→ **What to produce**:
The required answer is a copy of each line in the entries below that includes "weathered".

(Input data begins)

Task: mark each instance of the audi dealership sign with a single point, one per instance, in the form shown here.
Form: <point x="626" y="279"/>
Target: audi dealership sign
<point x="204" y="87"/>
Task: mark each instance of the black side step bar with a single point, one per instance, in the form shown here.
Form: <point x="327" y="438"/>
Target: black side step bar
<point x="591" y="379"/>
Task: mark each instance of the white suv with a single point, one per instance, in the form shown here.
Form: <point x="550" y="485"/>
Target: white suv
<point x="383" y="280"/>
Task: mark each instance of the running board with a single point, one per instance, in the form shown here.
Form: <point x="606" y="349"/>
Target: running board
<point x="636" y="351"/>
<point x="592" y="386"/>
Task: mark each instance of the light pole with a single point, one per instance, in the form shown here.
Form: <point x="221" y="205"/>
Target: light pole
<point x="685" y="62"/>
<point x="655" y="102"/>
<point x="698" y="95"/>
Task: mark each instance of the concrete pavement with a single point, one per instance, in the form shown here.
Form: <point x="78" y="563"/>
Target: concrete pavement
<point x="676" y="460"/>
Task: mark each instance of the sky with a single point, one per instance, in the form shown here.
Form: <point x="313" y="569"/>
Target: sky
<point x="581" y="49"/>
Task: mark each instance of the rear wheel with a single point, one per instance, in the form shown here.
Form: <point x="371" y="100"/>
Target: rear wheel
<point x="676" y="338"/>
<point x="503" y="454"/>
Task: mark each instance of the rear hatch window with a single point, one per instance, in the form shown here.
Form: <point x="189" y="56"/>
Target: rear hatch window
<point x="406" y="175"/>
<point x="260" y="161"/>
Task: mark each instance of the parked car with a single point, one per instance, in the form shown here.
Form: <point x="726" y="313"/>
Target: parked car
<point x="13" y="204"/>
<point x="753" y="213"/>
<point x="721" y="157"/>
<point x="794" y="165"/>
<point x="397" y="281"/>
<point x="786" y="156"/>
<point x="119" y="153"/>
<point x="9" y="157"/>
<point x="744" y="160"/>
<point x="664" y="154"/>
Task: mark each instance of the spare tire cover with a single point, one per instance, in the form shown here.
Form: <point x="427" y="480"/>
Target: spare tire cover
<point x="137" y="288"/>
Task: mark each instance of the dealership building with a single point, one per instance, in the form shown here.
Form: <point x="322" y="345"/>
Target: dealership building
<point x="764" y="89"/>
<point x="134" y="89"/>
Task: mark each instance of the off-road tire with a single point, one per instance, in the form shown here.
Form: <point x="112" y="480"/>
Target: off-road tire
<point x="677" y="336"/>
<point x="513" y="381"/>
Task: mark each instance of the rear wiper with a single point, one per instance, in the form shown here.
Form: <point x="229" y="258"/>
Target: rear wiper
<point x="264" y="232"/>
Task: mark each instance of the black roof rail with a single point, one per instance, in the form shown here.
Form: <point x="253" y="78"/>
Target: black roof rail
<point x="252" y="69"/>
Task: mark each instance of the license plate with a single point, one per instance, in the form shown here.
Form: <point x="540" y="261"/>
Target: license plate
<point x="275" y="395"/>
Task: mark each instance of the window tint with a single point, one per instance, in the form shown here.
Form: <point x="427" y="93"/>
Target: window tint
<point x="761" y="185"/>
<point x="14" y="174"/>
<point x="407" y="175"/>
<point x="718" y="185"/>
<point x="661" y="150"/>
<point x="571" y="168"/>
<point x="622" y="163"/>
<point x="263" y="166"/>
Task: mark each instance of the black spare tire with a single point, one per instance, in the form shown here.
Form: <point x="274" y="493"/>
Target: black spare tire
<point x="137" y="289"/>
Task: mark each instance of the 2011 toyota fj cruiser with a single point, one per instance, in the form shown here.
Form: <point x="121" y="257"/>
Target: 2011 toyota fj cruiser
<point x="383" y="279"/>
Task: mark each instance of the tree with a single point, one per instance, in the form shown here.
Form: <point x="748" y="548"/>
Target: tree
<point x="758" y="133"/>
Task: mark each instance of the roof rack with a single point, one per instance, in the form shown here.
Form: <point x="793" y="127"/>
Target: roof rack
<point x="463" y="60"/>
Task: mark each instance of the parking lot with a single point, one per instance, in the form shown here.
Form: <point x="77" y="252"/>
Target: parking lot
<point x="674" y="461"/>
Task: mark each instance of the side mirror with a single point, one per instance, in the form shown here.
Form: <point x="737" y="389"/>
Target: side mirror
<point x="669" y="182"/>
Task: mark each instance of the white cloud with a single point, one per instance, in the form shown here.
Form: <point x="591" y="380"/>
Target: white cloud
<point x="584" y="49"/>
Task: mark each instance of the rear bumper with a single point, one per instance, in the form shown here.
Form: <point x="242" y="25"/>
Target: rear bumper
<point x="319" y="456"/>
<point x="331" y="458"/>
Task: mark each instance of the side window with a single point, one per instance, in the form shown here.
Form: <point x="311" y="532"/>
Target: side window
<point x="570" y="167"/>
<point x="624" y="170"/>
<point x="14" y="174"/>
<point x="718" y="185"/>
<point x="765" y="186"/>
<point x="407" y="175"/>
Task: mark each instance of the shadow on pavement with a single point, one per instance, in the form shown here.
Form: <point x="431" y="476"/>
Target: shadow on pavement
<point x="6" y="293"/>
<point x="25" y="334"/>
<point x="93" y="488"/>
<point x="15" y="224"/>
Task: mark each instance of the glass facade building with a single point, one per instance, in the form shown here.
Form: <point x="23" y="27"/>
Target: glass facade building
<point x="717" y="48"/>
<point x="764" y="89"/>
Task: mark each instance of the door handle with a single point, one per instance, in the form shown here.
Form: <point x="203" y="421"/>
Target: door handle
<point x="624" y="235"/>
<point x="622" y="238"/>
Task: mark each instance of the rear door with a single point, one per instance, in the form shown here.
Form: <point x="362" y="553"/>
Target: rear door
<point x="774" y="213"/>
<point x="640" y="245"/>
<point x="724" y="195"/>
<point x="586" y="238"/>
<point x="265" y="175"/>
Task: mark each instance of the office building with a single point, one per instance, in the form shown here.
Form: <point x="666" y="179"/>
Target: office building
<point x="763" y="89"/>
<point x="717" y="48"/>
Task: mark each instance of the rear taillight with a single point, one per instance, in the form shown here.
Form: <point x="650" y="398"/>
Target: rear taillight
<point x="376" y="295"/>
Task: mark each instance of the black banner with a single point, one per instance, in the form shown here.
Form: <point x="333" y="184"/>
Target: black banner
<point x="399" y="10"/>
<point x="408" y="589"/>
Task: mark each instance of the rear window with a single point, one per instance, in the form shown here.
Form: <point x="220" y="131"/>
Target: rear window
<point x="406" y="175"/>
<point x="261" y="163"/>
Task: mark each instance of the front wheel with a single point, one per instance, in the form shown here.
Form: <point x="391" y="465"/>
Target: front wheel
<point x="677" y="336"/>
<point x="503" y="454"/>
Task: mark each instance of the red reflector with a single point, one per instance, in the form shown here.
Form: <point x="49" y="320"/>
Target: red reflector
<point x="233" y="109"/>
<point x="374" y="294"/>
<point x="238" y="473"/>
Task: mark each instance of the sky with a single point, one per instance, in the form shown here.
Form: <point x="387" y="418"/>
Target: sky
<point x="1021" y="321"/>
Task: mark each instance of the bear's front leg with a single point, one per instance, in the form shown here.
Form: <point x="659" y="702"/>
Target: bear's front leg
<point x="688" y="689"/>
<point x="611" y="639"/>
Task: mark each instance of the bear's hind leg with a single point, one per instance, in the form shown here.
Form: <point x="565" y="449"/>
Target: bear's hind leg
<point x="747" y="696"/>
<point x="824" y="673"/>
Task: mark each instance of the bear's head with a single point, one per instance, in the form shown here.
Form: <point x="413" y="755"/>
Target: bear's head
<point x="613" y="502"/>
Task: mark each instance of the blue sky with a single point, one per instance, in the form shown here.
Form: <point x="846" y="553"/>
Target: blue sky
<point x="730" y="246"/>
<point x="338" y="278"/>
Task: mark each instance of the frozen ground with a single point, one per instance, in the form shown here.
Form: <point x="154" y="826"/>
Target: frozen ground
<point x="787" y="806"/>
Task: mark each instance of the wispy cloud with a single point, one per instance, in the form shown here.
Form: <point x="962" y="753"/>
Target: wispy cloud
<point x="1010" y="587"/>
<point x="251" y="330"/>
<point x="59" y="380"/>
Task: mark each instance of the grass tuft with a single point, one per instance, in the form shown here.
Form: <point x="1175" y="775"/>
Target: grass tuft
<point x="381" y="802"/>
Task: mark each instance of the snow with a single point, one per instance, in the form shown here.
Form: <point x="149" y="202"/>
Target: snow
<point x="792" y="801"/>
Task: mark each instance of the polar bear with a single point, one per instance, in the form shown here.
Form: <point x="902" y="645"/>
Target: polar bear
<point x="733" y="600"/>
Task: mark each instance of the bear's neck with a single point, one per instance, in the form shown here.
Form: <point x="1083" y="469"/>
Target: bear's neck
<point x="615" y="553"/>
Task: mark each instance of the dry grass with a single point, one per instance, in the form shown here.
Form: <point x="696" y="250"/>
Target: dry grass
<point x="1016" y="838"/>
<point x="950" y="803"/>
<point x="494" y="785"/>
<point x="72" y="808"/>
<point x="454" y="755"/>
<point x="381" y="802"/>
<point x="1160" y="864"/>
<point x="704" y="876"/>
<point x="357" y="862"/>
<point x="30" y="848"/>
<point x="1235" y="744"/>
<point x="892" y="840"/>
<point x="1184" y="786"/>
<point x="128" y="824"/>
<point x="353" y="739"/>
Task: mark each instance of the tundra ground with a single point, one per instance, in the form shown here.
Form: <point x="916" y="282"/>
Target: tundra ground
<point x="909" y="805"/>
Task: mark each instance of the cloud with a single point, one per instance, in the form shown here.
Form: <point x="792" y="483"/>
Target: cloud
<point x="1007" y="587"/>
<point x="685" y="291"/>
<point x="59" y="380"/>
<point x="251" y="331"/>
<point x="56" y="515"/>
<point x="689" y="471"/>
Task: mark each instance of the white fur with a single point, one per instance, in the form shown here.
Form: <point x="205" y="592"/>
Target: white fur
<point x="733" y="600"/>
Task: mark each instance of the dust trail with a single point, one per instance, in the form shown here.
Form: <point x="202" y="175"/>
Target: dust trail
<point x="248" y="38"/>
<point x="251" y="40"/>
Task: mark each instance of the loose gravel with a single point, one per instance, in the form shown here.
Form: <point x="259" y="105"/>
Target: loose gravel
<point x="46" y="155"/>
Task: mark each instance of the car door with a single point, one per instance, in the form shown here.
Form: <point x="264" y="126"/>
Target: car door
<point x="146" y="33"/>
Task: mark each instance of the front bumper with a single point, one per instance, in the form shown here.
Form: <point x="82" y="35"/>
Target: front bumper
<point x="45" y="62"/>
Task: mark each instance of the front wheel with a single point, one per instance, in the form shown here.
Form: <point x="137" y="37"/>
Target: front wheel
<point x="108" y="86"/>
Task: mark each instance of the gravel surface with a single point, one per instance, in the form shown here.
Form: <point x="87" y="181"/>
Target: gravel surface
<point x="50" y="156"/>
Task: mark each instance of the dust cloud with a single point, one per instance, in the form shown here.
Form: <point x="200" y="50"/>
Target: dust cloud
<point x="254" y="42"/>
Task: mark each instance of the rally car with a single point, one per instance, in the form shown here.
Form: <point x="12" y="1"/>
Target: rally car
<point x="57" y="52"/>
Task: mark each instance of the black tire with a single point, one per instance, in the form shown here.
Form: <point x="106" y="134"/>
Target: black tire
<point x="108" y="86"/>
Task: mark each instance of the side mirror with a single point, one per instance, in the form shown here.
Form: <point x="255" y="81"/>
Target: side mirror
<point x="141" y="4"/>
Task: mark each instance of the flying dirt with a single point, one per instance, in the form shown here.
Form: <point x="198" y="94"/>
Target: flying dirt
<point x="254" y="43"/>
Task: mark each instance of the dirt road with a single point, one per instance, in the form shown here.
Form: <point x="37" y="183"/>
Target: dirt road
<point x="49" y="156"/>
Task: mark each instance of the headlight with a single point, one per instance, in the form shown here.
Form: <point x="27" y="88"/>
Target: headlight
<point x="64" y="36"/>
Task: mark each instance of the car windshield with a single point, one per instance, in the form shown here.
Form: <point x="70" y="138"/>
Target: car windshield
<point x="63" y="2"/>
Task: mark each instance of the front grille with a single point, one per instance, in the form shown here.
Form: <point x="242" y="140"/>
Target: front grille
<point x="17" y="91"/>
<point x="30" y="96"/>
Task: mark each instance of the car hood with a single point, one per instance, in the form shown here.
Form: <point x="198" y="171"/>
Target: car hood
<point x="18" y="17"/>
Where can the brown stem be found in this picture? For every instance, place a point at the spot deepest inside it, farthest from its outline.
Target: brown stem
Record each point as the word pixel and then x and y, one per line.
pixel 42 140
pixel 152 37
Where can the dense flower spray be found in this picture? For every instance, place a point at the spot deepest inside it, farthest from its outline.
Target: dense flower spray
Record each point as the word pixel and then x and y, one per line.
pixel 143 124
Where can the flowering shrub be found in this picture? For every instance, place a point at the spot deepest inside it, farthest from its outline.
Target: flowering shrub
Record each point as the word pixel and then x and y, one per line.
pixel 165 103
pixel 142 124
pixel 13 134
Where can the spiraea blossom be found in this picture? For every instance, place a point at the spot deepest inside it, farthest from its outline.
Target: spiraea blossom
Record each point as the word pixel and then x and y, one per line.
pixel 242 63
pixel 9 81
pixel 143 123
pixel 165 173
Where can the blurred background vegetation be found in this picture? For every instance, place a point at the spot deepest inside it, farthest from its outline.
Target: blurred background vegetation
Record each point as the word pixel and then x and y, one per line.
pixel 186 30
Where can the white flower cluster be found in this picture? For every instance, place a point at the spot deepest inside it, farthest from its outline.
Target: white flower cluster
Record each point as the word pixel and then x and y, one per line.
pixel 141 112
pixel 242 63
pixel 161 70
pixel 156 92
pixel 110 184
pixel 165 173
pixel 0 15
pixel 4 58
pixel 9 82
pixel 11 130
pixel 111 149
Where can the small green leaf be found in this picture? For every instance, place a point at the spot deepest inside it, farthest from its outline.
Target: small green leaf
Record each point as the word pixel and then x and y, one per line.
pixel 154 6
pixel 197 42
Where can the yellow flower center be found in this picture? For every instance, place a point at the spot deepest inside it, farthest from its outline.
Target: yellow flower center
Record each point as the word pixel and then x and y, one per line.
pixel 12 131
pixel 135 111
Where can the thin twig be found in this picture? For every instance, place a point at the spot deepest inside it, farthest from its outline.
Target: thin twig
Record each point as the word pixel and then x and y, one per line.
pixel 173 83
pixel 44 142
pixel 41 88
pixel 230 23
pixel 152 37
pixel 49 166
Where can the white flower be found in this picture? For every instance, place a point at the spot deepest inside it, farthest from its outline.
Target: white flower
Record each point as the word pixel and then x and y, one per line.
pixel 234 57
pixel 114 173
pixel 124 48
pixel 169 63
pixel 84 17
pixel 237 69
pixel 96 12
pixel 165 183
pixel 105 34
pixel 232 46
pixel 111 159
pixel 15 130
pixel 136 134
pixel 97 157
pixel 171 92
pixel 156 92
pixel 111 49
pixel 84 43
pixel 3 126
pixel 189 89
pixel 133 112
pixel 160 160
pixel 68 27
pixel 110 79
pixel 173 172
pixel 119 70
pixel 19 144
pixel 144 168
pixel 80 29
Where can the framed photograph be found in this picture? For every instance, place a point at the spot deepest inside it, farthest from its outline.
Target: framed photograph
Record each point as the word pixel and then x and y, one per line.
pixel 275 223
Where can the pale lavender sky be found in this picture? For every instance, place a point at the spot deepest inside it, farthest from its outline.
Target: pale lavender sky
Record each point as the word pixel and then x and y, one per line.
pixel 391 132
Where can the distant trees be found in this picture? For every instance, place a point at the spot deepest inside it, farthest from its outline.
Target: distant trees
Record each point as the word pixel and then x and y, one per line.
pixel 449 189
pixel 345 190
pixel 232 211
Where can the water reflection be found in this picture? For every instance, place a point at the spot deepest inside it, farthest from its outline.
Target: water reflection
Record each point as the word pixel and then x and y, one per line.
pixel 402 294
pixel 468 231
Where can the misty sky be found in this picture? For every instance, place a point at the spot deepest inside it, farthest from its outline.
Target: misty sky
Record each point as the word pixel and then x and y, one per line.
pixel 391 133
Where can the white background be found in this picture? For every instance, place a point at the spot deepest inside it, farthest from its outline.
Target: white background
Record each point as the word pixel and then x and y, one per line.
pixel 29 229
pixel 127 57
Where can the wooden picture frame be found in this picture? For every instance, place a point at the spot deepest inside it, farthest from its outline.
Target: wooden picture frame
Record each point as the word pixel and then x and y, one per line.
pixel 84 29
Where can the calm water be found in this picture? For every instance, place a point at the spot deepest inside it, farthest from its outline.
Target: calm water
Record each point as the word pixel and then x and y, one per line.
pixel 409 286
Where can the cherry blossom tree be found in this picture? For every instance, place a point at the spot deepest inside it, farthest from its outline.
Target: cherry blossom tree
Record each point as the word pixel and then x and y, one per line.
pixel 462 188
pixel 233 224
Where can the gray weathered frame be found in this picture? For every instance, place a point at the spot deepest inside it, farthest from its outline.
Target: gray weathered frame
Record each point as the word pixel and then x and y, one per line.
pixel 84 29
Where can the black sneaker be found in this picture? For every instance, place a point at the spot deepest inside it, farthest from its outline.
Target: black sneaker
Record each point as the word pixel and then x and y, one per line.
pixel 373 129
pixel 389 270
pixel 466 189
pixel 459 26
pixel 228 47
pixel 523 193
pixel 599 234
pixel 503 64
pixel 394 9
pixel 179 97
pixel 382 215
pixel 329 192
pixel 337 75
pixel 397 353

(Input data ends)

→ **The completed task**:
Where can the gray weathered frame be found in this picture? For every instance, place a point at the spot deepest inside it, farthest from its outline.
Target: gray weathered frame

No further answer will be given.